- **Records supplied**:
::::
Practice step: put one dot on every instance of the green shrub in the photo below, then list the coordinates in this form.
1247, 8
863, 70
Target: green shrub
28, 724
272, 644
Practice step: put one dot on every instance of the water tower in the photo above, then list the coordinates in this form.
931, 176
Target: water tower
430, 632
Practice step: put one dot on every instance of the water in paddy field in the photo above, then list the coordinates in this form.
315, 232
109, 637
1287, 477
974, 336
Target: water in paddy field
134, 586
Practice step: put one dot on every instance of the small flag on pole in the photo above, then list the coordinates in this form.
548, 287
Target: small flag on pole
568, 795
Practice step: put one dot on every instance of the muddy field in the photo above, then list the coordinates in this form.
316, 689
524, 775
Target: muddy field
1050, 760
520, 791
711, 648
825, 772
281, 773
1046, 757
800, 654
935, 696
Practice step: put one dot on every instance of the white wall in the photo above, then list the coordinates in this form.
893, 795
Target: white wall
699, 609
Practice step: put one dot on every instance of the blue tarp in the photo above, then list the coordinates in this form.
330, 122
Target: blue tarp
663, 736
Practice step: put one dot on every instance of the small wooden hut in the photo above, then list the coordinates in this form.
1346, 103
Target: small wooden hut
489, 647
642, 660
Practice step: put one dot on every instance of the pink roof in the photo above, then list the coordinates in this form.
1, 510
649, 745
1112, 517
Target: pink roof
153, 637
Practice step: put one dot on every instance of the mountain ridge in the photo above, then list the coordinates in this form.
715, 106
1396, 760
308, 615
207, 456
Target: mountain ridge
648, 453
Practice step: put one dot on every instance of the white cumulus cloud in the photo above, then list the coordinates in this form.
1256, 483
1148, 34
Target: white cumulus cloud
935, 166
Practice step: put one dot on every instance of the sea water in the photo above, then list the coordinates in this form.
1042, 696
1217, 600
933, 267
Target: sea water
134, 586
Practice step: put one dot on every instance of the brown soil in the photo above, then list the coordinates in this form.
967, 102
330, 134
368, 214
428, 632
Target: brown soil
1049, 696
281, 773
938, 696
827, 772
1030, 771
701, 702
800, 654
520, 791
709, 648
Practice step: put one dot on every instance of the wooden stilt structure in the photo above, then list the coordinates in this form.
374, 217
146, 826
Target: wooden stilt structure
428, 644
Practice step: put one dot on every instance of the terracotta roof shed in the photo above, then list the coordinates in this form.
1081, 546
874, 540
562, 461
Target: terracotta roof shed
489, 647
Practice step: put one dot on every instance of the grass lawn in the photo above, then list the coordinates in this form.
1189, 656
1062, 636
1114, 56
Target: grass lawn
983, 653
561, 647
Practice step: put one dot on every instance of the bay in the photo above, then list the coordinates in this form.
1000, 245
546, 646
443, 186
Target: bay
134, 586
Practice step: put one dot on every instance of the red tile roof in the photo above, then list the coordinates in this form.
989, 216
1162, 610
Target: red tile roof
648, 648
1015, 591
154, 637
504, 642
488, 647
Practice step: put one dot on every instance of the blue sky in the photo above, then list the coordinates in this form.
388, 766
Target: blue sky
::::
- **Task prompt**: Exactly as they appear above, set down all of the records once more.

- **Answer area**:
Practice step: put one dot on every instance of the green shrub in the photo below, then list the coordinates in this form.
1247, 8
863, 70
Target: green shrub
28, 724
272, 644
Practice step: put one dot on every instance of the water tower in the photo above, then list the coordinates in this form.
931, 176
Target: water tower
430, 632
Practice step: put one dot on every instance of the water in paddy field in the photo above, then list the coordinates in this form.
315, 232
109, 637
1287, 477
974, 336
Target: water in paddy field
134, 586
Practice step: put one dot on every instance of the small flag on pole in the photo above, then list the coordinates in this form.
548, 287
Target: small flag on pole
568, 795
Practice step: put one dot on every instance of the muddy field in the photo above, then list the coordinates in this form.
316, 689
524, 775
Target: muddy field
1050, 760
520, 791
711, 648
825, 772
281, 773
1046, 757
800, 654
935, 696
Practice step: put one dot on every instance of the white wall in the photo above, then list the coordinates in this form.
893, 795
Target: white wall
699, 609
Practice step: put one dot on every instance of the blue tarp in the photo above, then list the coordinates in this form.
330, 122
Target: blue tarp
663, 736
Practice step: put one dot on every instance of the small wooden hut in the photo above, then list the coordinates in this form.
1346, 103
Target: small wooden hut
489, 647
642, 660
Practice step: put one dot on every instance of the pink roof in the photo above, then list the coordinates in this form.
1, 510
649, 745
1112, 517
Target: pink roof
153, 637
Practice step: put one dot on every instance of the mountain ridge in the photo above, then list the coordinates in this form.
715, 106
1396, 760
308, 615
207, 456
Target: mountain ridge
648, 453
Practice step: put one dot on every instance of the white cumulus cloud in the photo above, then list the coordinates in this form.
1256, 483
1148, 34
Target: white cumulus cloud
935, 166
Practice step: put one dot on every instance of the sea water in the photo above, then list the coordinates in this form.
1042, 696
1217, 600
933, 267
Target: sea water
134, 586
Practice step: put one dot on every instance of the brown soil in the photo above, then list the coordinates in this form.
967, 102
330, 134
368, 214
428, 632
Target: brown soil
1049, 696
281, 773
938, 696
827, 772
1030, 771
701, 702
800, 654
520, 791
709, 648
Practice step: put one dot on every instance of the wooden stilt structure in the photo above, then list the coordinates in this form.
374, 217
146, 826
Target: wooden stilt structure
428, 644
Practice step: put one dot on every instance of the terracotta roof shed in the photo above, then list the coordinates in this form.
1081, 546
874, 540
562, 461
Target: terracotta roof shed
489, 647
Practice step: put one dot on every instance of the grass lawn in the photo above, then list the coordinates in this form.
1189, 656
1062, 636
1114, 56
Target: grass lawn
983, 653
561, 647
Practice step: put one dot on every instance of the bay in the photo above, then list the coordinates in this form.
1000, 245
546, 646
443, 186
Target: bay
134, 586
Practice step: put one dot on every instance of the red tile roof in the photo above, then list the coordinates in this form.
989, 216
1162, 610
Target: red tile roof
648, 648
1015, 591
154, 637
504, 642
488, 647
Practice step: put one dot on every instance of the blue sky in the photo above, then list the coordinates in this form.
388, 766
Target: blue sky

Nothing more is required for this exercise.